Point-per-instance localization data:
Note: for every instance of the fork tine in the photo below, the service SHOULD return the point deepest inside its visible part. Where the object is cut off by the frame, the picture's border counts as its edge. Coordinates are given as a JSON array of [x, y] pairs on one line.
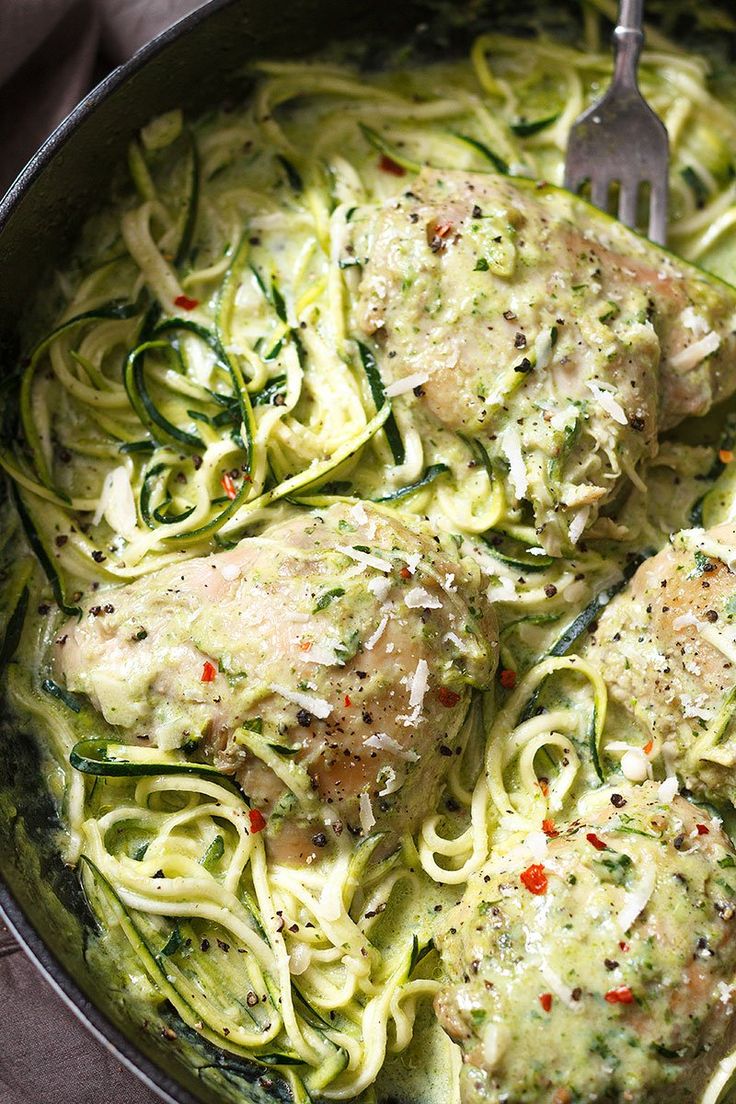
[[658, 212], [627, 202], [599, 189]]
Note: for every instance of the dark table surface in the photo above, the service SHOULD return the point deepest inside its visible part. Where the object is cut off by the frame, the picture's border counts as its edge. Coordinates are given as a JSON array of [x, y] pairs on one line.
[[46, 1057]]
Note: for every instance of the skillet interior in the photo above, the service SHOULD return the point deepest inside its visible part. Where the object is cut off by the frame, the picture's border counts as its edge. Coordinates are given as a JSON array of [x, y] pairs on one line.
[[198, 63]]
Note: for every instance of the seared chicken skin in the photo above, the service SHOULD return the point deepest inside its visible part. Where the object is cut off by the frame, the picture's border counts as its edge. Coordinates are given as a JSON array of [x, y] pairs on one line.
[[328, 664], [564, 342], [604, 972]]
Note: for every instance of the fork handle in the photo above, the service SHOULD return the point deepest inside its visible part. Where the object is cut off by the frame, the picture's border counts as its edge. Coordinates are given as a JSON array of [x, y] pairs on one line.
[[628, 41]]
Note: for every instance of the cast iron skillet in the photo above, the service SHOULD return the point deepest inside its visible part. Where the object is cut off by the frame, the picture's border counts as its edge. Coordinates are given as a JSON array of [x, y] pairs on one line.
[[199, 63]]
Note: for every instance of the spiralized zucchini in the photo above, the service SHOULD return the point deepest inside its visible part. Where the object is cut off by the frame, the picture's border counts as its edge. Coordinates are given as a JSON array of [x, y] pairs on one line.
[[204, 378]]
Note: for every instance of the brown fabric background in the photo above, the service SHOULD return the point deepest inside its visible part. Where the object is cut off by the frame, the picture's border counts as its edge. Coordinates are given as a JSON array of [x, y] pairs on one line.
[[46, 1057], [51, 53]]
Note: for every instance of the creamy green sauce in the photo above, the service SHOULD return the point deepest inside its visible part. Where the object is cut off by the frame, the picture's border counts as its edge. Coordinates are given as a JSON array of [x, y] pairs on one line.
[[260, 251]]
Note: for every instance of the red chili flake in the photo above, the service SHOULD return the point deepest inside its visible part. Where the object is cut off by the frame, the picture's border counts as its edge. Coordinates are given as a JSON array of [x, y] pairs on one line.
[[597, 842], [447, 697], [228, 486], [387, 165], [185, 303], [534, 879], [621, 995]]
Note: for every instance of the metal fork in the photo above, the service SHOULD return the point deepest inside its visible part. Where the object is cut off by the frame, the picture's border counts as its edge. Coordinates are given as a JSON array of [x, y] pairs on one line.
[[620, 139]]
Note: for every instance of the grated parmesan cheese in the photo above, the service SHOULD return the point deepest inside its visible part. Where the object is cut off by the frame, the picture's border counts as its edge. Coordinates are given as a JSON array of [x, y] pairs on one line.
[[364, 558], [366, 814], [117, 503], [693, 321], [577, 524], [637, 900], [383, 742], [635, 765], [419, 685], [380, 587], [691, 357], [418, 597], [408, 383], [371, 643], [684, 621], [608, 403], [536, 845], [393, 783], [561, 990], [359, 515], [668, 789], [511, 446]]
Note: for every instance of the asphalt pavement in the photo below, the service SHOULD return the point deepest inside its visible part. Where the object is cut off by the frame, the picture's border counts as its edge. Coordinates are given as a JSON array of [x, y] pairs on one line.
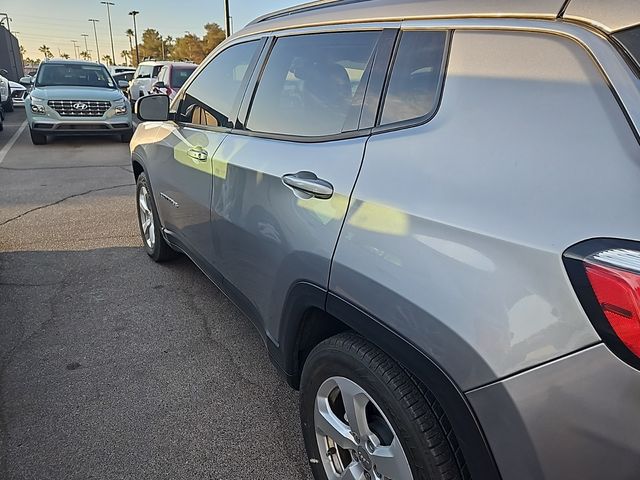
[[112, 366]]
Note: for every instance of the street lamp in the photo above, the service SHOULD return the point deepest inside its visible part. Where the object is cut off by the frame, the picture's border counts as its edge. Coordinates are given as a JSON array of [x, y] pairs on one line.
[[86, 47], [95, 33], [133, 13], [113, 52]]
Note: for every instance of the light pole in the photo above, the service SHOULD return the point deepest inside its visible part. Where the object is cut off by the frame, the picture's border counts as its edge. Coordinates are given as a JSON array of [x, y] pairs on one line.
[[113, 52], [86, 47], [227, 18], [95, 33], [133, 13]]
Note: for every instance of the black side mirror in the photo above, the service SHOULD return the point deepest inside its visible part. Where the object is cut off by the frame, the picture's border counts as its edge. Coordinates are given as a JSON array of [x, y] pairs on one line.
[[152, 108]]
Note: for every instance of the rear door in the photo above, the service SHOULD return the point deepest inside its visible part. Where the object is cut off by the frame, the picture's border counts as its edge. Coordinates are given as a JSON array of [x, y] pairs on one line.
[[282, 182], [183, 185]]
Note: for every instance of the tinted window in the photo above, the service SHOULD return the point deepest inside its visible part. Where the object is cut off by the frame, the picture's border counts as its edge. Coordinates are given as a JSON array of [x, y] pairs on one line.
[[179, 75], [310, 83], [631, 40], [416, 77], [210, 99], [73, 75]]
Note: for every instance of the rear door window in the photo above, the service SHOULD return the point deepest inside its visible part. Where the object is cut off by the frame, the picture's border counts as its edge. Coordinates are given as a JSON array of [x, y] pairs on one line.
[[413, 90], [312, 84]]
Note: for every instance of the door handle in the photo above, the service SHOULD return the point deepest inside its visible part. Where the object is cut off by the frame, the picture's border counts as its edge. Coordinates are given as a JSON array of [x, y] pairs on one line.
[[198, 154], [307, 185]]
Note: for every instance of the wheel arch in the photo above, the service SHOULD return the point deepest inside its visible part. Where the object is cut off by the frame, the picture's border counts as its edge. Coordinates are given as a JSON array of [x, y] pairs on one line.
[[312, 315]]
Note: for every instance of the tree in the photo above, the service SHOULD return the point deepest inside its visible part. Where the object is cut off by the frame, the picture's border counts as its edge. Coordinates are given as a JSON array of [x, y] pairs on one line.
[[126, 55], [46, 51]]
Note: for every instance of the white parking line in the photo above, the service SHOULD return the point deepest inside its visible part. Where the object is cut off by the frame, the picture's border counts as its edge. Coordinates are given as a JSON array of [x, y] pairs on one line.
[[12, 140]]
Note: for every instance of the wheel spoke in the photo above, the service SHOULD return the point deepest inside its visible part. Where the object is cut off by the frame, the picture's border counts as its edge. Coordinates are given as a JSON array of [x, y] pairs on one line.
[[355, 402], [391, 461], [328, 424], [354, 471]]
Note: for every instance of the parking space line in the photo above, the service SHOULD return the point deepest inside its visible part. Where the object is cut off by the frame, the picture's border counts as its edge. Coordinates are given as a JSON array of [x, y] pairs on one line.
[[12, 140]]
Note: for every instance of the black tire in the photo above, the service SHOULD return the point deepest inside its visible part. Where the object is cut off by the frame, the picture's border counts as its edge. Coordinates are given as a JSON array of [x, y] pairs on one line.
[[415, 416], [126, 137], [160, 251], [38, 138]]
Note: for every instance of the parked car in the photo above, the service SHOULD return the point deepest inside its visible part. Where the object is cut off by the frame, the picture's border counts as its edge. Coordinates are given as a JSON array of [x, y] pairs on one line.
[[430, 222], [6, 102], [145, 76], [171, 78], [72, 97], [18, 93]]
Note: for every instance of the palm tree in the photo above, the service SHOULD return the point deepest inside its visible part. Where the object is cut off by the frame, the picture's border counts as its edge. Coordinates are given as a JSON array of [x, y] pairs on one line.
[[46, 51], [126, 54]]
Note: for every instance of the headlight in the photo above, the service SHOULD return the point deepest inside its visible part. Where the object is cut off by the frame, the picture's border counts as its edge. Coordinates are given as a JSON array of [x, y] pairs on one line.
[[120, 107], [37, 105]]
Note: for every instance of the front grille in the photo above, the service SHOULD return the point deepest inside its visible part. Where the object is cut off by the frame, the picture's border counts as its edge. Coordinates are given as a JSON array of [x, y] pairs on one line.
[[80, 108]]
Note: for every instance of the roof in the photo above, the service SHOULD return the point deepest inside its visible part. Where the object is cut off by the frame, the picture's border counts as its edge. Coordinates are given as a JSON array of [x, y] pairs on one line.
[[609, 15]]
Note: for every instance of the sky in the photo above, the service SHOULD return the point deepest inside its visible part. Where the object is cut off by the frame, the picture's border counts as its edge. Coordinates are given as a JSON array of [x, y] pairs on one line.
[[56, 23]]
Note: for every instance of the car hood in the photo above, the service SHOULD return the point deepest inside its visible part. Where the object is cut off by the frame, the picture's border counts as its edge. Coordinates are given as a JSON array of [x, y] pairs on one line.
[[76, 93], [16, 86]]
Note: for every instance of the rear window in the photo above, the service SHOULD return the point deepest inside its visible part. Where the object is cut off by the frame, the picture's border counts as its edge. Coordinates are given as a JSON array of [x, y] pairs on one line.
[[179, 75], [630, 39]]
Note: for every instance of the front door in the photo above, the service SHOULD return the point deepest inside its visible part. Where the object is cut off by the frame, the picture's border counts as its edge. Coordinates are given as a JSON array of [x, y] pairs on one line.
[[187, 146], [282, 186]]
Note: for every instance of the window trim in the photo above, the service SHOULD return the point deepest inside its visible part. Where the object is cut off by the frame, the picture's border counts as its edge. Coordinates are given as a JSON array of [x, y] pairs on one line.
[[423, 119], [247, 104], [246, 82]]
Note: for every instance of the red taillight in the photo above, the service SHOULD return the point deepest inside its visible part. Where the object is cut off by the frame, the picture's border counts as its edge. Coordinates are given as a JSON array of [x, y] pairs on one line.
[[618, 293]]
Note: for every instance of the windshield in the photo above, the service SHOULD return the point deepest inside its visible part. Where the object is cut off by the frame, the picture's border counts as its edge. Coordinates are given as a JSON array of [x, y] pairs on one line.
[[179, 75], [73, 76]]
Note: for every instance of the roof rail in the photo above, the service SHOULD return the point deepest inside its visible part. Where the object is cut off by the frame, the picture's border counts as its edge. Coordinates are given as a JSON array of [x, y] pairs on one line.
[[305, 7]]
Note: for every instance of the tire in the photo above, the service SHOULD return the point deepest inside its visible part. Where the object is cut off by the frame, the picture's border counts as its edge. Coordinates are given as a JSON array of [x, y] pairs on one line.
[[154, 243], [38, 138], [126, 137], [399, 412]]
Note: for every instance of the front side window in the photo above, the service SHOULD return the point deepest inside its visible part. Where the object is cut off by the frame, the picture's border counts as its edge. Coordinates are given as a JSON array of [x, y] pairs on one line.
[[414, 86], [73, 75], [310, 84], [211, 97]]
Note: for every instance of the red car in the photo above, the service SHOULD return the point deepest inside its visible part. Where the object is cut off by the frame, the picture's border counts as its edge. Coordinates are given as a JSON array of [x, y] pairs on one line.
[[171, 77]]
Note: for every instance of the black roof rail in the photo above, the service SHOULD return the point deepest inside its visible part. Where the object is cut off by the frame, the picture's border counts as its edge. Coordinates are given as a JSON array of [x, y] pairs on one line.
[[305, 7]]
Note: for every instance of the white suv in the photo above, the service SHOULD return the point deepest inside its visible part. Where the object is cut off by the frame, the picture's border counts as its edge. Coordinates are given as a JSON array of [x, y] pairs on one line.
[[146, 75]]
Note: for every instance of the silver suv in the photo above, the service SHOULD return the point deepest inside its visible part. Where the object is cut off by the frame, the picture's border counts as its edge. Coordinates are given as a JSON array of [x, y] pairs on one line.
[[425, 209]]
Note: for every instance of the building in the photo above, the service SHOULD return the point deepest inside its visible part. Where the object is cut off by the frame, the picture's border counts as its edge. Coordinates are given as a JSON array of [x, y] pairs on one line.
[[10, 57]]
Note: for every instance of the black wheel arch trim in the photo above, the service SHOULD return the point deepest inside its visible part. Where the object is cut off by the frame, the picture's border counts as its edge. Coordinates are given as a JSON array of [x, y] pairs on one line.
[[304, 296]]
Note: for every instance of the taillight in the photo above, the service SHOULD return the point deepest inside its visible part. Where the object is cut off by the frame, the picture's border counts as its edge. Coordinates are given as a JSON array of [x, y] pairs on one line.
[[606, 277]]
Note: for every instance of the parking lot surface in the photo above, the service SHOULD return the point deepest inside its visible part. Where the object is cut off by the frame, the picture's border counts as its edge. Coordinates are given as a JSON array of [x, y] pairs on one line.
[[112, 366]]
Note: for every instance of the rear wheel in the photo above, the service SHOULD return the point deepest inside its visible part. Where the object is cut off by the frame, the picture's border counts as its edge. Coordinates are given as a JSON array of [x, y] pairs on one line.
[[150, 230], [38, 138], [365, 417]]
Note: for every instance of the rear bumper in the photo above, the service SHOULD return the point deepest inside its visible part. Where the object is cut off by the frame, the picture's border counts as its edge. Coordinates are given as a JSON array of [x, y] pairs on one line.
[[577, 417]]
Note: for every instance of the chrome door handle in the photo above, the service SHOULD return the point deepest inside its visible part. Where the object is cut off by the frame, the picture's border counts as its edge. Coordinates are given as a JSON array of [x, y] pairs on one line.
[[307, 185], [198, 154]]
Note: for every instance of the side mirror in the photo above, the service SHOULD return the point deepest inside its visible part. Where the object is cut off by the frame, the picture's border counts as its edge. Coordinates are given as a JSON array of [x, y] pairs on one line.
[[152, 108]]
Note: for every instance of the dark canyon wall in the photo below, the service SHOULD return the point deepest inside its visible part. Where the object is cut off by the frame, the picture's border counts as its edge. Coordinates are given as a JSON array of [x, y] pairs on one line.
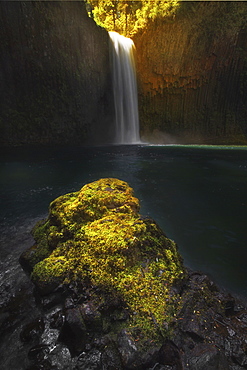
[[192, 73], [54, 74]]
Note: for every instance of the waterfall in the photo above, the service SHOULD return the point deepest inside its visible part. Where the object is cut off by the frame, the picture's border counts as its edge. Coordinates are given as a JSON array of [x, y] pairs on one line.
[[125, 90]]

About this task:
Where the line with "Note: for every instance of the rear bumper" appears, begin there and transcribe exactly through the last line of the data, leaving all pictures aside.

Exercise answer:
Note: for every instance of the rear bumper in the photo above, the service SHOULD return the point deepest inside its visible part. Where the object is cut off by the frame, the picture's border counts as its edge. Coordinates are given as a JSON array of [x, y] pairs on one line.
[[577, 417]]
Note: for every instance of the chrome door handle in the photo above, the service SHOULD return the point deepest inside its visible part. Where the object is cut off by the frame, the picture's border counts as its edge. Coordinates are given as a JSON array of [x, y] pairs on one line.
[[307, 185], [198, 154]]
Note: for every instance of the side mirror in the photo above, the service SHOULD return the point deepest inside its visible part. Where the object is cut off by the frame, the picture's border counts as its edge. Coordinates are given as a JSON array of [x, y] pairs on one line.
[[152, 108]]
Note: for every instance of the dark canyon wall in the photo below, the service SHOULD return the point deepest inside its visible part. Where the object is cut off by the frame, the picture's border counts as its edge. Coordinates are given as a JSON array of [x, y] pairs on one line.
[[192, 73], [54, 74]]
Note: for every instance of the waterfall in the photo above, the service SHOULD return the point deepest inside its visible part. Where the object is cut off by the frame, the picture's border counts as its edge. Coordinates are given as a JSON array of [x, y] pairs on one line.
[[125, 90]]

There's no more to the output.